- RECORDS PROVIDED
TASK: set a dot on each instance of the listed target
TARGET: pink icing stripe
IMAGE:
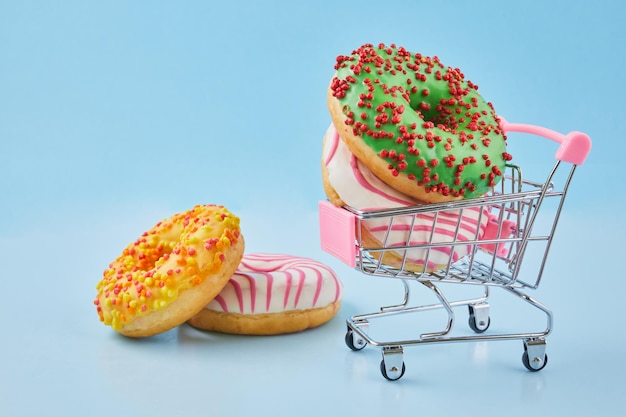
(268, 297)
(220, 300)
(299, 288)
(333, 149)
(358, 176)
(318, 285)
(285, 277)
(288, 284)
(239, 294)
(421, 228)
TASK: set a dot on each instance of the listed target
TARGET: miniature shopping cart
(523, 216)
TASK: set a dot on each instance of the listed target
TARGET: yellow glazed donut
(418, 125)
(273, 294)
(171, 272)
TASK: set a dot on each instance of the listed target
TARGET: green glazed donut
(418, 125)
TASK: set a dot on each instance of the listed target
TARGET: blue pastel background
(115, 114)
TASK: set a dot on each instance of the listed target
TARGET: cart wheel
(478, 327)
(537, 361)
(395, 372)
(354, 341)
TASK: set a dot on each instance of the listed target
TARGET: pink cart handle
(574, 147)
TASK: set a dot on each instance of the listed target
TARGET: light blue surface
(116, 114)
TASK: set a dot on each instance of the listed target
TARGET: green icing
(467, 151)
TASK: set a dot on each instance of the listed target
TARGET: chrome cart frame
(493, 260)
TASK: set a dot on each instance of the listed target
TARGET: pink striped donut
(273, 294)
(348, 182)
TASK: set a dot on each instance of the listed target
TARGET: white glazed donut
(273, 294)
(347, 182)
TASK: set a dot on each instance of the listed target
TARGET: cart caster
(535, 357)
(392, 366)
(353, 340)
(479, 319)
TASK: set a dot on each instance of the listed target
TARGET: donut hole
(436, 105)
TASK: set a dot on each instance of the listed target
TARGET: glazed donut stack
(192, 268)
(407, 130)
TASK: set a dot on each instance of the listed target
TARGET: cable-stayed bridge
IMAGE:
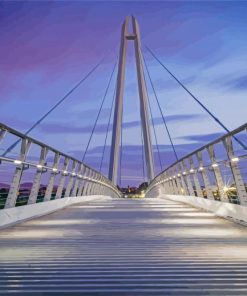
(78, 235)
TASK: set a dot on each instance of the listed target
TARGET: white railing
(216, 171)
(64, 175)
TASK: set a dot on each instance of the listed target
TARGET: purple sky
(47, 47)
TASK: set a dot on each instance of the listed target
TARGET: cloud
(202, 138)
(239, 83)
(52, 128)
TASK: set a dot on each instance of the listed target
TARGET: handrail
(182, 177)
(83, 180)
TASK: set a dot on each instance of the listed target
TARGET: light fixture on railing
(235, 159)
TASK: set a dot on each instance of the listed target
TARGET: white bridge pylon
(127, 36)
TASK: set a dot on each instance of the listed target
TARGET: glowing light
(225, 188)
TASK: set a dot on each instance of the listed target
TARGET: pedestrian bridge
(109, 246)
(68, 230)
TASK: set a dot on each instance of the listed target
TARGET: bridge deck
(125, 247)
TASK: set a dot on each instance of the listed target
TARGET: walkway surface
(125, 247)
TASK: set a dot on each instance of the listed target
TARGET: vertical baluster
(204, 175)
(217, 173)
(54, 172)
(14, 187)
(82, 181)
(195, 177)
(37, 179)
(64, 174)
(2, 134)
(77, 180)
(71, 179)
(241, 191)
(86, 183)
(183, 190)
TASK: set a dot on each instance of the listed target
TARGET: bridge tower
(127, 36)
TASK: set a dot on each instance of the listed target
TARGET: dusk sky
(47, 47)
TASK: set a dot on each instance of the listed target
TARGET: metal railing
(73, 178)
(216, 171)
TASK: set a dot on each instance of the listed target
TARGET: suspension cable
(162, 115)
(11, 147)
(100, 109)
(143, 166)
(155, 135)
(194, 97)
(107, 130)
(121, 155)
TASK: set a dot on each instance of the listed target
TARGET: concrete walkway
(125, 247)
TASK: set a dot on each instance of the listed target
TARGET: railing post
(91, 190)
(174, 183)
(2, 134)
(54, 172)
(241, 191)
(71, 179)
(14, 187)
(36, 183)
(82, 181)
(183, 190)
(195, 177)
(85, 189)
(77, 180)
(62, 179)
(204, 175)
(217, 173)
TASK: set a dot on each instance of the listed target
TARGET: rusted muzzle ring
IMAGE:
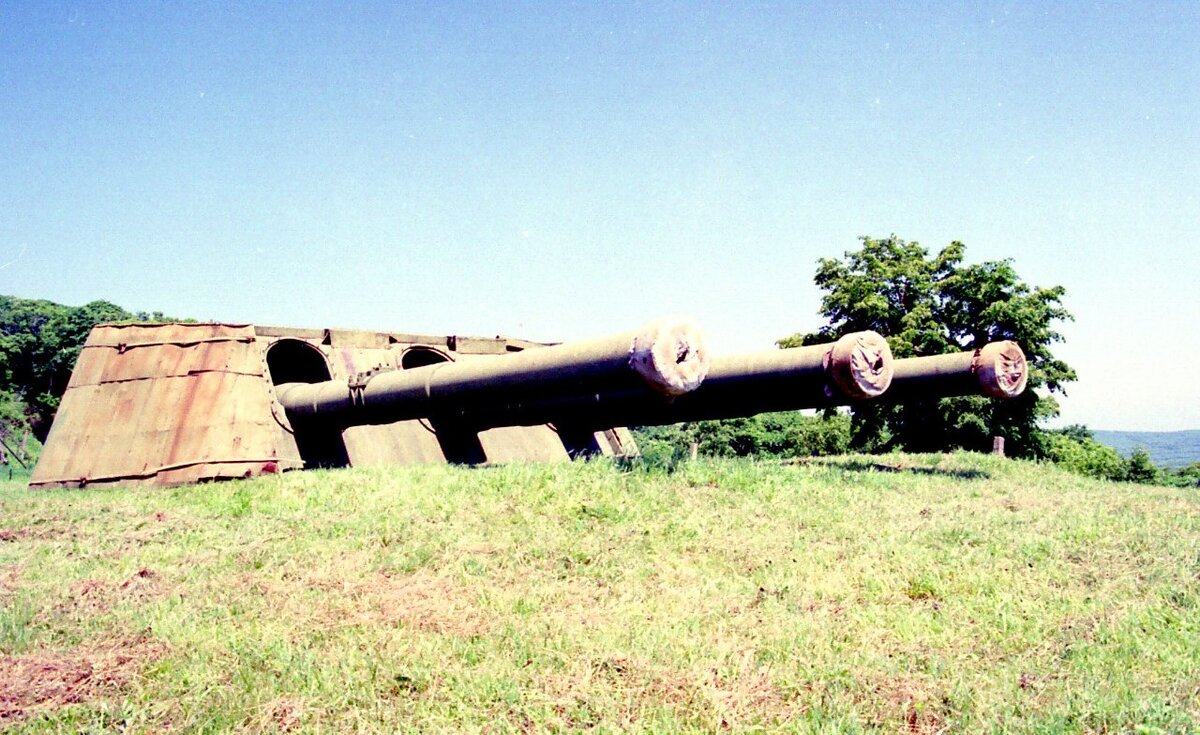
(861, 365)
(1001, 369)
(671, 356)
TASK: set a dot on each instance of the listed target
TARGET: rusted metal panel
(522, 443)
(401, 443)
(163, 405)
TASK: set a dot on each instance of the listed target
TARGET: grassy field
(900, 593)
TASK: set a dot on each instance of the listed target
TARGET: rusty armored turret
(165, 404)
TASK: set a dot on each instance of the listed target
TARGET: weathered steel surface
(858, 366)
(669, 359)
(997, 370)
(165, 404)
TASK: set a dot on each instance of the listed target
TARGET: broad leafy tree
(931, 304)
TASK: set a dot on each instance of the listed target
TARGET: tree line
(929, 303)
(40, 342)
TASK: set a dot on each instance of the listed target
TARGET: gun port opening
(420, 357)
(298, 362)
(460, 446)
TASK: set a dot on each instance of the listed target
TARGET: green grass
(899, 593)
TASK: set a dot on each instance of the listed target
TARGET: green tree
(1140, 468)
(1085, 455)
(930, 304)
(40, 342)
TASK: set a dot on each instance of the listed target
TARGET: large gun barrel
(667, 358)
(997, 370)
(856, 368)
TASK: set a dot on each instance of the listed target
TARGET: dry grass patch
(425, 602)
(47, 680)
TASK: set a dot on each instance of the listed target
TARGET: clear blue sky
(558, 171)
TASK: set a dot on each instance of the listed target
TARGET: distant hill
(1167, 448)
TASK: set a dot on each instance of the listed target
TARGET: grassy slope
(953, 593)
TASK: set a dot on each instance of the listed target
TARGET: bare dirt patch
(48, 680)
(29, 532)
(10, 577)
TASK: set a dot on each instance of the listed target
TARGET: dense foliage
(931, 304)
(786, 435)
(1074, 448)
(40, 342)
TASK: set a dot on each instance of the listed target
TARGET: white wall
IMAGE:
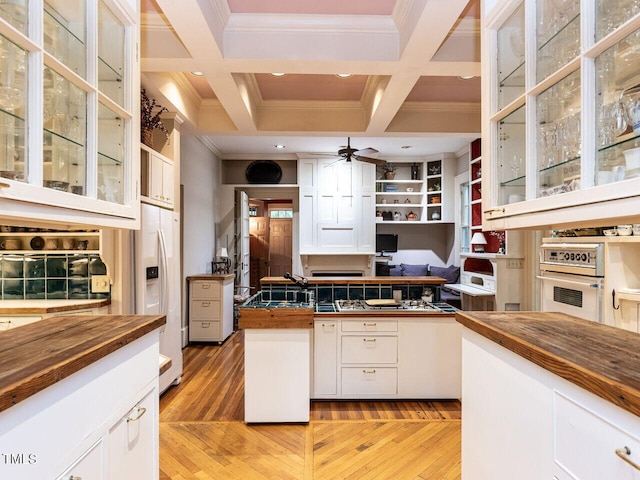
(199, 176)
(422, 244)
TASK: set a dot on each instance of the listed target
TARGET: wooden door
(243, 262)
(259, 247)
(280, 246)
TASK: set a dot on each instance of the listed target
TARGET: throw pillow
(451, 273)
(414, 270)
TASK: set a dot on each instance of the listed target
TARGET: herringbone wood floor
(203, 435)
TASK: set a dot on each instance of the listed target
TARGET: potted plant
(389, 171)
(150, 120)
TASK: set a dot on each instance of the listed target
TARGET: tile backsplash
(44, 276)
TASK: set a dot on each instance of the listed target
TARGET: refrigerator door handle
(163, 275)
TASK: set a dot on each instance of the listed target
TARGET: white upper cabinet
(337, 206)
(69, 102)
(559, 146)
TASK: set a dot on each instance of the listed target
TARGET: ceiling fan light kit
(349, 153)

==

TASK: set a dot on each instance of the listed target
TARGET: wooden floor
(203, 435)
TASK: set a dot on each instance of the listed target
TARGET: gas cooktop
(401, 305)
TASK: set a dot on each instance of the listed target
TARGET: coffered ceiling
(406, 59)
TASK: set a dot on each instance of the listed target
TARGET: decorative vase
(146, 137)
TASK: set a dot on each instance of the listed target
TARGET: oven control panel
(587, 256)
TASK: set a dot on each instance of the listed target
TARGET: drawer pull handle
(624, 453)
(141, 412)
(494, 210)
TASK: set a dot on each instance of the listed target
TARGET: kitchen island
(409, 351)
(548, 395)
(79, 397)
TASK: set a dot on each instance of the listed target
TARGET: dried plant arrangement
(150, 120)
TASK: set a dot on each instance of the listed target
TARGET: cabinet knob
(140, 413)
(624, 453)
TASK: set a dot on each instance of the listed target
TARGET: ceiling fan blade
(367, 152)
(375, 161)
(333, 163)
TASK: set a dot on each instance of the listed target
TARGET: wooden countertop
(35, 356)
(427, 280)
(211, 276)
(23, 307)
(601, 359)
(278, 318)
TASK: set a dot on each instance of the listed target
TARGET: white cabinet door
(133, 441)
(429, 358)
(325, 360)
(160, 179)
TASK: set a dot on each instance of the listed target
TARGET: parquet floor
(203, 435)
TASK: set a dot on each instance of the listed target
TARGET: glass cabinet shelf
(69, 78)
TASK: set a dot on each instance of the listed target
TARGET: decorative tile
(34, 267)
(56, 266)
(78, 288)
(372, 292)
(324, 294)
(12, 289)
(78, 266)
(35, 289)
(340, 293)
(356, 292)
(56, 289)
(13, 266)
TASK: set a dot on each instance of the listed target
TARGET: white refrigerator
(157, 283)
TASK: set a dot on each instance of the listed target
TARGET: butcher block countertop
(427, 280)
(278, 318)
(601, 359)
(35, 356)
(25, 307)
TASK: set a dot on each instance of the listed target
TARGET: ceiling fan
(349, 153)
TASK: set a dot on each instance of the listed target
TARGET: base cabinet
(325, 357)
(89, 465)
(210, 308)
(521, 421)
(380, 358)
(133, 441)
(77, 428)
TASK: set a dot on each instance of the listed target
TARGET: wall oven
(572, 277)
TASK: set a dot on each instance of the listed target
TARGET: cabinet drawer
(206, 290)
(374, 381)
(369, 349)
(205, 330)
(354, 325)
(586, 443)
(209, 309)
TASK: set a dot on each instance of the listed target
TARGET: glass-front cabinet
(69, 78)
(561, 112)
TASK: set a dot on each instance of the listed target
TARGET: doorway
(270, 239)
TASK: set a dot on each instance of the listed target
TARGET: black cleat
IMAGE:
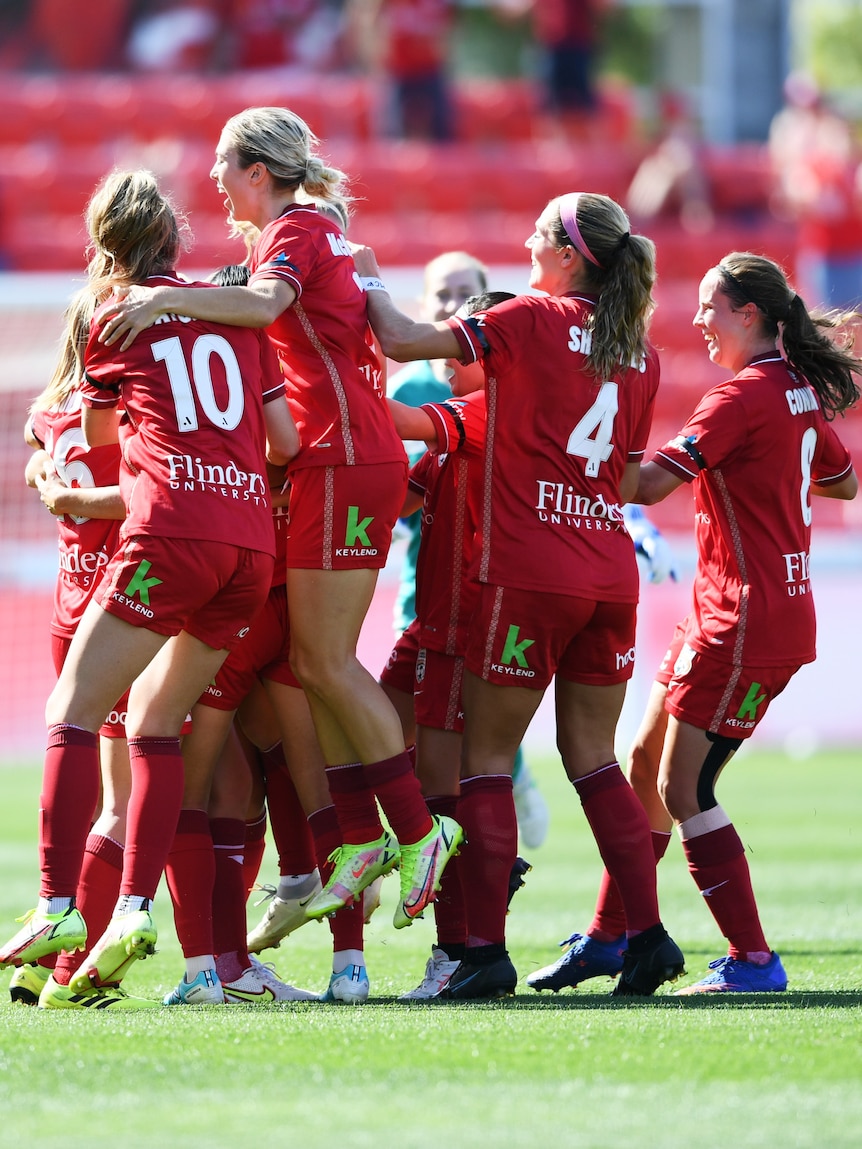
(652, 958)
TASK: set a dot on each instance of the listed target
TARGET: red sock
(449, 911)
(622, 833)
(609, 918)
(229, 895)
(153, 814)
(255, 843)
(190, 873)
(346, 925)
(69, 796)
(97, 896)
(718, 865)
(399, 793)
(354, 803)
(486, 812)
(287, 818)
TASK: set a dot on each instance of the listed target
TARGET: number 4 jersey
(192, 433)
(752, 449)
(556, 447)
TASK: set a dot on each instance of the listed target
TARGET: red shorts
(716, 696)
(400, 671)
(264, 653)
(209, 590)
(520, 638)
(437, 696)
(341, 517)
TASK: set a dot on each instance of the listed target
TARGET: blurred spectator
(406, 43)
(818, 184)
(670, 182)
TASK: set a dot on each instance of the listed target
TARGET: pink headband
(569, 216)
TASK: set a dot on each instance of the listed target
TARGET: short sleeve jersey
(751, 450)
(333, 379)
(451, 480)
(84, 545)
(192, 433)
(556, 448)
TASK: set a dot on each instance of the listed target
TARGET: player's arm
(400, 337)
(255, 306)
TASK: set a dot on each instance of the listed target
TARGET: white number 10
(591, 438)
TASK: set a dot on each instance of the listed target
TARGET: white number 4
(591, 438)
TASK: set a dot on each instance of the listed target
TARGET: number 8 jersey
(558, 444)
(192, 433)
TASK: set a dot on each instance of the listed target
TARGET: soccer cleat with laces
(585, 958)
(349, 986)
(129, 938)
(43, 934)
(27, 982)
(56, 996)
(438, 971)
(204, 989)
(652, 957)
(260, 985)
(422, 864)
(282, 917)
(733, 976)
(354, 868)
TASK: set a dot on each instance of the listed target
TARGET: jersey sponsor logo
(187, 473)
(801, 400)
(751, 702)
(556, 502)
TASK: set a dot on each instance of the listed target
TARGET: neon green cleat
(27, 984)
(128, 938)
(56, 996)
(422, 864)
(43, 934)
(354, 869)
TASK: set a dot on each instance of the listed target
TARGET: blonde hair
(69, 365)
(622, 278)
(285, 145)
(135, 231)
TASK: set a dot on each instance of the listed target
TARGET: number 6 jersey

* * *

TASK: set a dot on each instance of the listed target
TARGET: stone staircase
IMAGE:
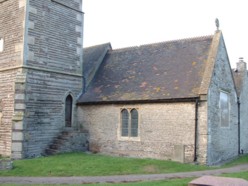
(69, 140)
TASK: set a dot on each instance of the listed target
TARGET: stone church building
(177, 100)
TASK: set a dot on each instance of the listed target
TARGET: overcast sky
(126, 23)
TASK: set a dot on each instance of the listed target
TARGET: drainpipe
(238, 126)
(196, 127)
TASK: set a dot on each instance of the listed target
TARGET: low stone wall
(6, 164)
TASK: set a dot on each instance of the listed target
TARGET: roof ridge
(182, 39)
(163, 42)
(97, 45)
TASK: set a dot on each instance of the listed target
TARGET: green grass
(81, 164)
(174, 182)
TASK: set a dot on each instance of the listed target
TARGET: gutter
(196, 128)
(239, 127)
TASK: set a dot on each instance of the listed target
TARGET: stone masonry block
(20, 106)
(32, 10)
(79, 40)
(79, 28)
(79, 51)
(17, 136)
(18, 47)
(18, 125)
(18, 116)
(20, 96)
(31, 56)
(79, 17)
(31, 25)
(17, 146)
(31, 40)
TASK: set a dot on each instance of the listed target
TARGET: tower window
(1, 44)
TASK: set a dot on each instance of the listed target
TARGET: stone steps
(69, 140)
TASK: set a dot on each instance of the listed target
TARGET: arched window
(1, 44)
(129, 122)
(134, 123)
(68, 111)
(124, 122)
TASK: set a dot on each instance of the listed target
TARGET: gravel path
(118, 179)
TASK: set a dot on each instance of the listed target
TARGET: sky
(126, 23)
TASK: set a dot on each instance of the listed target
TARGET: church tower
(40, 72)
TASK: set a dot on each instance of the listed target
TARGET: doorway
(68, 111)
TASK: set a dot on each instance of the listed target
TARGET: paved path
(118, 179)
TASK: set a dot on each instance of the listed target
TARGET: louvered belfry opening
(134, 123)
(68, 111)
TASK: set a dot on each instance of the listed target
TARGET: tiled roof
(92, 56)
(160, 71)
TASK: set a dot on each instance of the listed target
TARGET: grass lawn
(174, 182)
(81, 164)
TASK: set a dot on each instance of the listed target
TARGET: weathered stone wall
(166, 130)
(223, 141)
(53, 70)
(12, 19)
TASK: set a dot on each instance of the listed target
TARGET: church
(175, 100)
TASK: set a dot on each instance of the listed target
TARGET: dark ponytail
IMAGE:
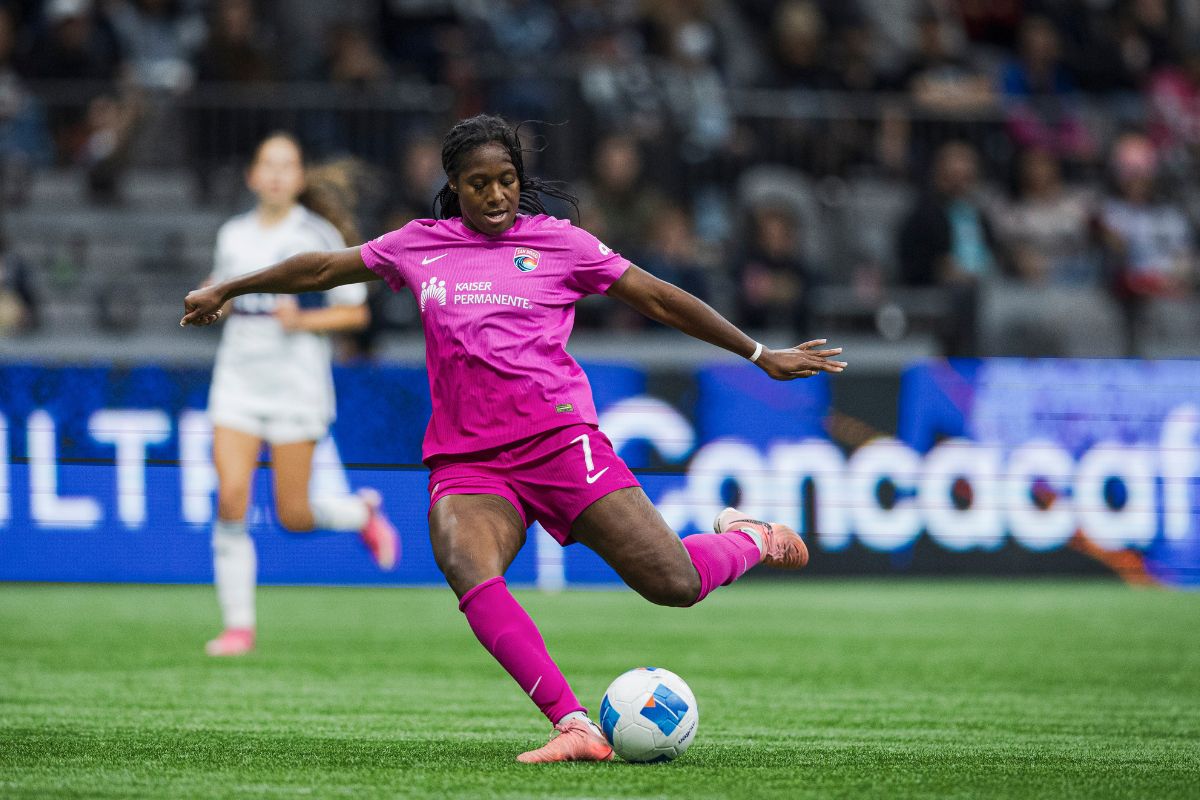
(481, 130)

- WRITTEN PROBLEM
State how many lines of the records above contain the word "icing". Give only the number.

- WRITTEN ANSWER
2